- [Text excerpt]
┏━━

Packaging Your Data for Success¶
Introduction¶
This documentation describes general principles for sharing data with the research community in a manner consistent with NIH's 2023 Data Management and Sharing Policy, and with additional HEAL program requirements1. These principles should apply to nearly all HEAL-compliant repositories, enabling you to submit the resulting files directly to a repository.
Why align with requirements to manage and share your data?:
- NIH and HEAL requirements make data Findable, Accessible, Interoperable, Reusable (FAIR).2
- Following good data sharing practices can make your lab more efficient by helping you to organize and document your data, reducing the chance of errors, and making individual and collaborative work with colleagues easy and organized; and
- Identifying and learning to use the right technologies greatly reduces data management and sharing burdens.
To help you get started, we have identified minimal requirements and optional best practices to increase scientific and analytic value to your datasets.
Data Packaging: What to Share and When¶
The 2023 NIH policy defines scientific data that must be shared as "the recorded factual material commonly accepted in the scientific community as of sufficient quality to validate and replicate research findings." This definition ties data sharing directly to your own analytic work (i.e., the data you share should permit someone to replicate your results) and includes not only data but other materials necessary for replication such as analysis code.
If access to the full data must be restricted to protect confidentiality, consider creating another version containing only a subset of the data that can be shared openly. It is well established that openly accessible datasets are used much more frequently than restricted datasets.
What is your data sharing goal?:
- Replicating published analyses: sharing all (and only) the data needed to replicate findings in a specific published work (e.g., paper, poster, report); this may be a subset of data that are generated over the course of the study.
- Dataset sharing: sharing the entire dataset that is generated over the course of a study; this option is the most efficient way to share data when multiple works associated with the study will be published.
With your data sharing goal/scope in mind, consider the below information for sharing data.
Required items:
These items are required to enable others to understand and use your shared data.
- Summary/Info file: e.g., a README that identifies each file included in the shared dataset and a brief description of what it contains, software used to conduct analyses (incl. version number)
- Variable-level metadata: One or more files that collectively represent a list of all variables included in the dataset, including the variable title, variable description, and measurement units (if not labeled elsewhere).

┗━━

- [Problem A]
Answer these from the data packaging guide above:
(i) What four words does FAIR stand for?
(ii) Which data sharing goal does the guide call the most efficient when several works from one study will be published?
(iii) Besides the variable title and description, what should variable-level metadata include?
- [Problem B] Translate this sentence from the data packaging guide into Spanish: "It is well established that openly accessible datasets are used much more frequently than restricted datasets."
- [Problem C] Turn the paragraph in the data packaging guide that begins "The 2023 NIH policy defines" into a short bulleted list that keeps its main facts.

- [Data records]
┏━━

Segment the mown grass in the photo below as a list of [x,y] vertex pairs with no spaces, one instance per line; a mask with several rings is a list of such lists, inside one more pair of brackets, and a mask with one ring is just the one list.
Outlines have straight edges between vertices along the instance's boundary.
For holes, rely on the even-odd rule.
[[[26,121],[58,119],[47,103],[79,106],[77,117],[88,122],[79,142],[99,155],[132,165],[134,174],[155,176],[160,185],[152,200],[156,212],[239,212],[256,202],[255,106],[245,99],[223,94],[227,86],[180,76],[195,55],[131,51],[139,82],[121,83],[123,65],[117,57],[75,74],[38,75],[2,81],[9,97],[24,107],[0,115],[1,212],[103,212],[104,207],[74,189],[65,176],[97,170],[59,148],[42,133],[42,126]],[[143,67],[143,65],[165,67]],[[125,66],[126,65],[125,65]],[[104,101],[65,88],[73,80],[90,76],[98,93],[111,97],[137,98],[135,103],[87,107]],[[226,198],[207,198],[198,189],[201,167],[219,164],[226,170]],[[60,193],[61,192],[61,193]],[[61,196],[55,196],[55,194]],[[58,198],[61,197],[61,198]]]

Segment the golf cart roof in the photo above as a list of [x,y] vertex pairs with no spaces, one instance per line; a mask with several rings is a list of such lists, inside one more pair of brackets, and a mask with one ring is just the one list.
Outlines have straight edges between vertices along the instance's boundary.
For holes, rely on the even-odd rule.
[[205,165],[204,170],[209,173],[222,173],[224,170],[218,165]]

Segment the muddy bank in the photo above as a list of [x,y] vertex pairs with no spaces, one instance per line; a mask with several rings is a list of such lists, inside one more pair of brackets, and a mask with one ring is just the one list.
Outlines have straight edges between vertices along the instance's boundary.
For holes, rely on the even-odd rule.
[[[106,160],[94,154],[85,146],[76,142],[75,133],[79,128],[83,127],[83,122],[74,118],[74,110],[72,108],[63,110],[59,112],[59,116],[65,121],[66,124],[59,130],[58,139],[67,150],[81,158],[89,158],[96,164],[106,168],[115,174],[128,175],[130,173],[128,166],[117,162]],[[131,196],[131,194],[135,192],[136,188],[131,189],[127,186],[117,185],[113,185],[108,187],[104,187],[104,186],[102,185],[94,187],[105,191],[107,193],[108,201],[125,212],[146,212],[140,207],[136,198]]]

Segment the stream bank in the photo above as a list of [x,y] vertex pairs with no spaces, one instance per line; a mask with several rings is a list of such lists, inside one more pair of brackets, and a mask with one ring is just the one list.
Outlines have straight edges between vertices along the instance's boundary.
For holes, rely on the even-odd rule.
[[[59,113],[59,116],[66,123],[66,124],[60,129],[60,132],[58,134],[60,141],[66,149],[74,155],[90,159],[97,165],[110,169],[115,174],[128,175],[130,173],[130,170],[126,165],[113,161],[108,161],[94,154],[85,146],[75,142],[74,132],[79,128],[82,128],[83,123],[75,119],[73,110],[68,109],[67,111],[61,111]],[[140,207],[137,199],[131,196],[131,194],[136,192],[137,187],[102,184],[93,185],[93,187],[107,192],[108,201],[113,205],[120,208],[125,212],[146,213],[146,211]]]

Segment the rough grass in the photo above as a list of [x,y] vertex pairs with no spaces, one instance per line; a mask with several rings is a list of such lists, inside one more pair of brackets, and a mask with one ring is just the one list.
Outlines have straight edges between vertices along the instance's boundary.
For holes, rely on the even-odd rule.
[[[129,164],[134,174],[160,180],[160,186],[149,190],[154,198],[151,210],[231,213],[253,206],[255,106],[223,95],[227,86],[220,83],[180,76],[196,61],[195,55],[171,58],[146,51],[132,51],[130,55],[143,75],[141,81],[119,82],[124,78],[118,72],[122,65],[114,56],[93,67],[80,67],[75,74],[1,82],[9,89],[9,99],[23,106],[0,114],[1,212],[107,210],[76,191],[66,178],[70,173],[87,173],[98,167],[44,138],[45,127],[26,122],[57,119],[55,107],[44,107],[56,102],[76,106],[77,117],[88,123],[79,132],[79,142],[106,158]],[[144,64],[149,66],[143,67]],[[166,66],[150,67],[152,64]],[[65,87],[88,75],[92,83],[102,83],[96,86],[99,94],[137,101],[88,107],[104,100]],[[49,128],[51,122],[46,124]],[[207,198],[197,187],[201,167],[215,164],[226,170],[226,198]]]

┗━━

- [Exercise solution A]
(i) Findable, Accessible, Interoperable, Reusable.
(ii) Dataset sharing, which means sharing the entire dataset generated over the course of a study.
(iii) Measurement units, if they are not labeled elsewhere.

- [Exercise solution B] Está bien establecido que los conjuntos de datos de acceso abierto se usan con mucha más frecuencia que los conjuntos de datos restringidos.

- [Exercise solution C]
- The 2023 NIH policy defines scientific data that must be shared as recorded factual material that the scientific community accepts as good enough to validate and replicate research findings.
- This ties data sharing to your own analysis: the shared data should let someone replicate your results.
- Besides data, it covers other materials needed for replication, such as analysis code.